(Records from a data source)
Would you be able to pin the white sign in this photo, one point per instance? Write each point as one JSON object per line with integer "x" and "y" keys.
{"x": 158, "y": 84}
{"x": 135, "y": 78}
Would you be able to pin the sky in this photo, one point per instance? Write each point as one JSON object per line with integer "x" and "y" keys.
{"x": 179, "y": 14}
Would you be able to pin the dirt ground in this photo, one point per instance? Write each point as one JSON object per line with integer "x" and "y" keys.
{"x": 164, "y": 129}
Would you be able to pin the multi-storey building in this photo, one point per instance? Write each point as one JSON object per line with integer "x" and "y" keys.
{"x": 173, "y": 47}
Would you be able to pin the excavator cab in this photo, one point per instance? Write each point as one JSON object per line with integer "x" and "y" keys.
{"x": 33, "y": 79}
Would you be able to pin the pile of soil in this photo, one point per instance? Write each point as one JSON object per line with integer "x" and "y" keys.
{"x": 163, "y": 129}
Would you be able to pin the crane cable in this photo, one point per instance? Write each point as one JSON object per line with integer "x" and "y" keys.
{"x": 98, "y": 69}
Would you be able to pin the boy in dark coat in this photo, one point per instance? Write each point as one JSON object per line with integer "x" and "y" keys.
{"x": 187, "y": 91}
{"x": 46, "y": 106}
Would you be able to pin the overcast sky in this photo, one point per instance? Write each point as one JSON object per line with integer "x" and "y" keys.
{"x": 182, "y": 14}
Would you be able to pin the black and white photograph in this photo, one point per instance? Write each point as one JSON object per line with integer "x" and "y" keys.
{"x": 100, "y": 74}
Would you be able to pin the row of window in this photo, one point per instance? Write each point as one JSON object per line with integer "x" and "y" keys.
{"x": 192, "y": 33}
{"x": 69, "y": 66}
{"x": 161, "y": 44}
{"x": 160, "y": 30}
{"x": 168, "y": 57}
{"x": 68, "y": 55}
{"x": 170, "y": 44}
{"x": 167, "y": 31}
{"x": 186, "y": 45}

→ Activity
Could you copy every record above exactly as written?

→ Your response
Would you be able to pin the white sign in this photo, one point per instance? Write each point as one JSON object per line with integer "x" and "y" keys.
{"x": 158, "y": 84}
{"x": 135, "y": 78}
Would you be able to pin the sky in this photo, one point per instance? Write each point as one JSON object per line with integer "x" and "y" keys.
{"x": 179, "y": 14}
Would you be able to pin the dirt ground in this photo, one point per instance? Write each point as one JSON object per line with integer "x" and "y" keys.
{"x": 164, "y": 129}
Would you be able to pin the multi-storey building in this photo, one point per instance? Write each point as one JSON object per line with integer "x" and "y" keys.
{"x": 173, "y": 47}
Would you be able to pin the excavator cab in this photo, one point per instance? Write each point as one JSON object per line with integer "x" and "y" keys.
{"x": 33, "y": 79}
Would you be able to pin the pile of soil in this photo, one point per instance? Write each point as one JSON object per line with integer "x" and "y" keys.
{"x": 163, "y": 129}
Would you be able to pin the crane cable in this photo, one point per instance? Write each point as one JSON object per line with integer "x" and "y" keys.
{"x": 98, "y": 69}
Would you be able to pin the boy in dark coat in this photo, one point per instance? Write each point as one JSON object per line with integer "x" and "y" keys.
{"x": 187, "y": 91}
{"x": 46, "y": 106}
Would you be able to pin the overcast sky in this photo, one point per instance? Write each point as one JSON object per line with integer "x" and "y" keys.
{"x": 182, "y": 14}
Would you be able to pin the black and white photograph in this photo, one point per instance? Write each point as one JSON object per line with integer "x" and "y" keys.
{"x": 100, "y": 74}
Would you be able to pin the row of window in this photo, one point per instance? Write each point as one JSON object per line with integer "x" and "y" keys.
{"x": 192, "y": 33}
{"x": 69, "y": 66}
{"x": 161, "y": 44}
{"x": 160, "y": 30}
{"x": 168, "y": 57}
{"x": 68, "y": 55}
{"x": 170, "y": 44}
{"x": 167, "y": 31}
{"x": 186, "y": 45}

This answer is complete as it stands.